Task |
Without changing a word, return the listing below, minus its images.

Data shown |
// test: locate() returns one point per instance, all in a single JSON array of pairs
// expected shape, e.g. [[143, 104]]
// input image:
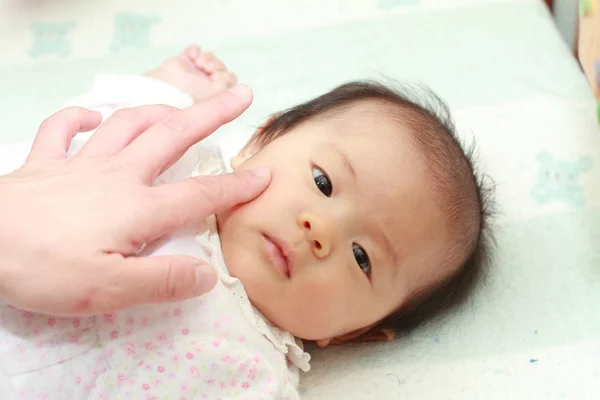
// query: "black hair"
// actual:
[[464, 198]]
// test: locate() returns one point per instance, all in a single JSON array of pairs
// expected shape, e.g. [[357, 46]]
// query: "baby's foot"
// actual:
[[201, 75]]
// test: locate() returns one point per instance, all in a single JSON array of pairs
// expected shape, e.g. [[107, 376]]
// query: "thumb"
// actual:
[[194, 199], [160, 279]]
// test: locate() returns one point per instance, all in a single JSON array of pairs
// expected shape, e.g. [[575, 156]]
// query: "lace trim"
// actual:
[[210, 162], [283, 341]]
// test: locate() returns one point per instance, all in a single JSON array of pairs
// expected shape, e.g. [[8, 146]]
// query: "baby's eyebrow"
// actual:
[[343, 157]]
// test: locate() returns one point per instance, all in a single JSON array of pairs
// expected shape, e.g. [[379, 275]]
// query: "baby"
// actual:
[[373, 222]]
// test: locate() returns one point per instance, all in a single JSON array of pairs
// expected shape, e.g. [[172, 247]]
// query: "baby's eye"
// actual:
[[322, 181], [362, 259]]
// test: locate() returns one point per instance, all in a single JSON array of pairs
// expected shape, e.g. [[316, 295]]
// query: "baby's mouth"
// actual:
[[276, 252]]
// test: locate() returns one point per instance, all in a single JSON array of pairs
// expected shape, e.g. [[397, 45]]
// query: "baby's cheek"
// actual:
[[327, 306]]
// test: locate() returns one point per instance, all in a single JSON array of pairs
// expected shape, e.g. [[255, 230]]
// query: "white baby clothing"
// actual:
[[217, 346]]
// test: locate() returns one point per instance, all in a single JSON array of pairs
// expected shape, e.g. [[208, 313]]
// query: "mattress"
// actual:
[[532, 330]]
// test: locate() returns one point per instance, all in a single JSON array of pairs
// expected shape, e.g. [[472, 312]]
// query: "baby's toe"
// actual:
[[192, 52], [223, 80]]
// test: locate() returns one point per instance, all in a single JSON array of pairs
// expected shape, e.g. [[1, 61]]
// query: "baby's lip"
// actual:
[[284, 252]]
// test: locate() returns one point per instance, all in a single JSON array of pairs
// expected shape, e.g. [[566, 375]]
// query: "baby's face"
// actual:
[[347, 230]]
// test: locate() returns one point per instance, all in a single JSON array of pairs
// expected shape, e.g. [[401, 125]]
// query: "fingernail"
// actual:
[[206, 278], [241, 90], [261, 172]]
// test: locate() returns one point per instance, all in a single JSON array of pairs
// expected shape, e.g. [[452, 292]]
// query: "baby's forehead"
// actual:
[[365, 120]]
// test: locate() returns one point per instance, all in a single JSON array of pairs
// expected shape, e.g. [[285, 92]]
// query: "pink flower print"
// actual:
[[130, 349], [109, 318], [75, 338], [162, 337], [227, 359]]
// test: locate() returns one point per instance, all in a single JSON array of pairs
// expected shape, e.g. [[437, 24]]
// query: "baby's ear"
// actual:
[[252, 147], [384, 335]]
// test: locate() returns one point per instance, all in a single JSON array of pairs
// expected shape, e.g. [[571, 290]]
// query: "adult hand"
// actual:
[[70, 227]]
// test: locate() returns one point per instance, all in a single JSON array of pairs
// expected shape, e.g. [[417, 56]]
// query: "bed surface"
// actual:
[[533, 330]]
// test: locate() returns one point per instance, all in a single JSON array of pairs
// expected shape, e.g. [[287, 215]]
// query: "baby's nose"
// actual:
[[318, 231]]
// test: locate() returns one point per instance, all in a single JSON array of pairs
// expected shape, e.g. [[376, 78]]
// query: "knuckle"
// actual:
[[177, 124]]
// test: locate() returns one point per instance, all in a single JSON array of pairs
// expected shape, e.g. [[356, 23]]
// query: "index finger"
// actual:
[[168, 139]]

Problem solution |
// test: locate() returns one point per instance, all in a single JSON array of pairs
// expected shape, e.g. [[143, 104]]
// input image:
// query: "black hair"
// actual:
[[464, 198]]
// test: locate() returns one point per instance, all in a single JSON array of pairs
// expected shape, e.g. [[357, 46]]
// query: "baby's foot"
// actual:
[[201, 75]]
// test: locate() returns one point per instance, all in a single JSON array of pairs
// expected shape, e.g. [[107, 376]]
// query: "thumb"
// actual:
[[194, 199], [160, 279]]
// test: locate() returns one point per instance, all in a single JSON array of pairs
// expected shape, e.g. [[575, 156]]
// query: "lace trim"
// actual:
[[210, 162], [283, 341]]
// test: locate() returns one point per instance, all in a single JSON array of pairs
// expected shape, e.g. [[8, 146]]
// query: "baby's eyebrow"
// actual:
[[343, 157]]
// test: locate() returns one point per instance, all in a single JSON array of pairs
// expected shape, e.g. [[379, 275]]
// query: "baby"
// actual:
[[373, 222]]
// test: locate() returns one point per instance, all in a single JSON array of pairs
// expected shape, e.g. [[172, 247]]
// query: "baby's eye"
// actual:
[[322, 181], [362, 259]]
// test: locate() returns one point per instance, all in a single JSON array of pairs
// expected shape, e.g. [[316, 295]]
// query: "baby's mouth"
// actual:
[[276, 252]]
// test: locate() returns one point per instance, all in a single JSON array of pairs
// expected shape, e.g. [[397, 45]]
// query: "baby's cheek"
// actual:
[[327, 306]]
// test: locate() returns one point per instance, all in a single JSON array of pairs
// expected shape, e.g. [[255, 230]]
// query: "white baby clothing"
// actual:
[[217, 346]]
// test: locate() returns one point per instance, all in a single JSON array of pairs
// expected shape, e.g. [[208, 313]]
// query: "mattress"
// actual:
[[532, 330]]
// test: locate() returns one point per instance, all in a single JSON array of pairs
// expected shape, e.g. [[472, 312]]
// query: "baby's toe"
// actual:
[[192, 52], [223, 80]]
// test: locate() returns one point per instance, all in a single JSON array of pairs
// expected shape, e.g. [[1, 61]]
// query: "baby's lip"
// actual:
[[284, 252]]
// test: locate() returns one point per instance, all in a single JSON array of pairs
// expected shape, e.g. [[566, 375]]
// query: "baby's face"
// actual:
[[347, 230]]
// test: locate() returns one point per instance, all in a single JSON array of pairs
// expected shape, e.g. [[401, 125]]
// query: "fingernail"
// actual:
[[206, 278], [241, 90], [261, 172]]
// test: locate() returns one point per instance, all in a single JSON array of pairs
// expected shape, e.g. [[452, 292]]
// query: "baby's forehead"
// actual:
[[365, 120]]
// test: locate() returns one point per instance, all in a single JSON array of pairs
// expected shape, e.g. [[285, 92]]
// query: "pink flower print"
// actual:
[[130, 349], [109, 318], [75, 338], [162, 337], [227, 359]]
// test: locate() returns one point per instance, all in a single JSON array of pairs
// expected shape, e.g. [[437, 24]]
// query: "baby's ear"
// actual:
[[252, 147], [384, 335]]
// test: locate() returns one point per instance, all in a single JSON array of pairs
// expected shape, e.g. [[571, 290]]
// query: "adult hand"
// actual:
[[70, 227]]
// test: locate() returns one point per instance, all in a single JSON array of pairs
// expected shape, e.g. [[417, 56]]
// query: "bed surface"
// actual:
[[533, 330]]
// test: locate() returns one point per instance, all in a single JSON array of pairs
// expected shape, e.g. [[287, 215]]
// query: "baby's nose"
// actual:
[[318, 231]]
// test: locate() returns one point per instance, all in a single JSON array of pairs
// expected shape, e.g. [[376, 78]]
// query: "knuckle"
// actual:
[[177, 124]]
// test: locate() returns one point per instance, all in a single JSON array of pairs
// expected shape, e.g. [[356, 23]]
// query: "index finger"
// actual:
[[168, 139]]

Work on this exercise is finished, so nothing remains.